Report the count of lines below that include "wall", without any other text.

▸ **DATA RECORDS**:
========

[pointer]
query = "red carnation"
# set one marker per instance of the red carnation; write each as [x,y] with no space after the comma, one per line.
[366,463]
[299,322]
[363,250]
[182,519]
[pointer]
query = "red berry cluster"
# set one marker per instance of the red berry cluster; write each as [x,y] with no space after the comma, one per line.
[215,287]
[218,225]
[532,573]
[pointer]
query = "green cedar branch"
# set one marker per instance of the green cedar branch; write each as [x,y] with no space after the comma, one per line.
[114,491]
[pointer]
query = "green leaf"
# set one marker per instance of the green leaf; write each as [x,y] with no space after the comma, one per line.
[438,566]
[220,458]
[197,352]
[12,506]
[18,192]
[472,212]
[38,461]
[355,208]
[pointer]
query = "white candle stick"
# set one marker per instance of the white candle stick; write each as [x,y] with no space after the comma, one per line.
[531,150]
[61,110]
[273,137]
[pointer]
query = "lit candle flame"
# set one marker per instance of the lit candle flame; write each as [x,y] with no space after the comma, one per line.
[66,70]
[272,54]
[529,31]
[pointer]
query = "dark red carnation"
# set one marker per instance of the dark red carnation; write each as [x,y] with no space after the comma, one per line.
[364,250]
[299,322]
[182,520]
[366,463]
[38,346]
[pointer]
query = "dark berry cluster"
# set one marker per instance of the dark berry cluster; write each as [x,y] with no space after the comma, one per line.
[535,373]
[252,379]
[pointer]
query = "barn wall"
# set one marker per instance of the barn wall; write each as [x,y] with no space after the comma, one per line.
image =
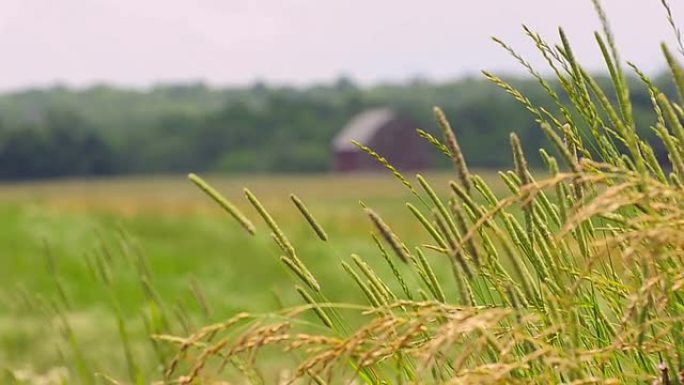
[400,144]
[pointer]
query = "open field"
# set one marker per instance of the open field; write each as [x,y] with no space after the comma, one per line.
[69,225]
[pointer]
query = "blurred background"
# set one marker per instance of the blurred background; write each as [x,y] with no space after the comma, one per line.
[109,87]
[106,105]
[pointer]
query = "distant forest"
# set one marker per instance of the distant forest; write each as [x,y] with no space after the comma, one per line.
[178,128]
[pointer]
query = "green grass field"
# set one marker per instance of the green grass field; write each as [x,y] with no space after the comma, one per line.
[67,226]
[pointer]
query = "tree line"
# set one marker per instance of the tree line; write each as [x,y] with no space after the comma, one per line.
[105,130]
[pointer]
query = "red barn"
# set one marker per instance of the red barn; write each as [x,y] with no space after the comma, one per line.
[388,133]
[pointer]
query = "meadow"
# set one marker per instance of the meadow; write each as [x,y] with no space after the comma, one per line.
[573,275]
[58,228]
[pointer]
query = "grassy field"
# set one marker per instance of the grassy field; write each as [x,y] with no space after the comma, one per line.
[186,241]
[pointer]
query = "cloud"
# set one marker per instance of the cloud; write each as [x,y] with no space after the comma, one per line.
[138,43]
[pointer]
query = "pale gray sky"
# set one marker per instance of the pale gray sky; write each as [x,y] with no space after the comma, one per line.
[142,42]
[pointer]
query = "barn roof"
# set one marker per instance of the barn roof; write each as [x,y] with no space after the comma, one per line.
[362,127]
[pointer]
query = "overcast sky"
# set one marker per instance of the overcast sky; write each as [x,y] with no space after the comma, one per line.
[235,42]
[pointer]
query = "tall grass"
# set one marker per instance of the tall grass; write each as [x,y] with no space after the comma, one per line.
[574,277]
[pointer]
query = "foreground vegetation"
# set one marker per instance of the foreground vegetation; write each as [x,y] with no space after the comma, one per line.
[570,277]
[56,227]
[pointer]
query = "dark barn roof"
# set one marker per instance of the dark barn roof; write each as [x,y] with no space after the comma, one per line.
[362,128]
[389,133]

========

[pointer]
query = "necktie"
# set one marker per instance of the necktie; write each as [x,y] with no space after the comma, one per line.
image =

========

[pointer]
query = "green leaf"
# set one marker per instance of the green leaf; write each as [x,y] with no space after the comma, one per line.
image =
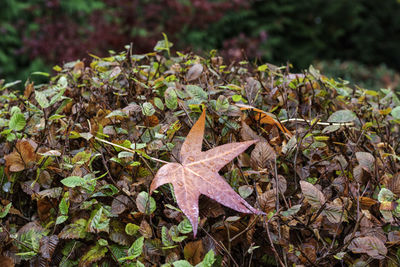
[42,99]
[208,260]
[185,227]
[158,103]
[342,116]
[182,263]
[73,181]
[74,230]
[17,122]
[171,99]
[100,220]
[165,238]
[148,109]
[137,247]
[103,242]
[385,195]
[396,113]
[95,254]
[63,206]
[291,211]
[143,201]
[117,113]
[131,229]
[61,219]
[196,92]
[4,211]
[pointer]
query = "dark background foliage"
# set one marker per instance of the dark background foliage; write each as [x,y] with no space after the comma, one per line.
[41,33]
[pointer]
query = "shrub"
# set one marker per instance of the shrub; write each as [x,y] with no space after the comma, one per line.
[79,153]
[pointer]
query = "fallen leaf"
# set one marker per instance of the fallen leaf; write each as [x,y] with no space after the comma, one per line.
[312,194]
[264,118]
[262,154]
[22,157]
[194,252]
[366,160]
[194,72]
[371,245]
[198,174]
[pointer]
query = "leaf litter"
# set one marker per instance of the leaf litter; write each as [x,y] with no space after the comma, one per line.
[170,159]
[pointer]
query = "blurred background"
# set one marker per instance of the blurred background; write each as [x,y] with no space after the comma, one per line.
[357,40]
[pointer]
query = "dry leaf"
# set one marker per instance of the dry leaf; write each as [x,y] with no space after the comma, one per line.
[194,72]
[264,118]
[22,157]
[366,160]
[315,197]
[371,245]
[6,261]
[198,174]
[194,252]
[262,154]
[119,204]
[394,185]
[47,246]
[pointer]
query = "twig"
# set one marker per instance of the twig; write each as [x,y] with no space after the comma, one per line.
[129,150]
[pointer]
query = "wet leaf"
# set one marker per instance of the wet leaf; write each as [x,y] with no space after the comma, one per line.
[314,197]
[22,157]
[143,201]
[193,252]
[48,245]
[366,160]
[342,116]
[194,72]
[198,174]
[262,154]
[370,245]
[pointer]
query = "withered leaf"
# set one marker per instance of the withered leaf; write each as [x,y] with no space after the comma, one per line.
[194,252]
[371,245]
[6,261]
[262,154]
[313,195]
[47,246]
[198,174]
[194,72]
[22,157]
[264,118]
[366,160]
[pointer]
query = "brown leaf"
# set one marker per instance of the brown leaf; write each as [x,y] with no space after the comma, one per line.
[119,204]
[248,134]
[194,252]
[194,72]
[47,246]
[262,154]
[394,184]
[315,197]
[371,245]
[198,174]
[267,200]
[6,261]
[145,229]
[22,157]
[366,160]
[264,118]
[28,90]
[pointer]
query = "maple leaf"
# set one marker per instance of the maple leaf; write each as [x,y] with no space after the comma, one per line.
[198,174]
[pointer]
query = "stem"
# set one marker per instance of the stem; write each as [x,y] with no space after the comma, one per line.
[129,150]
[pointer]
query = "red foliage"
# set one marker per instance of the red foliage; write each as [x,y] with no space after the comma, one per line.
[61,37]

========

▸ **WRITTEN SOLUTION**: 2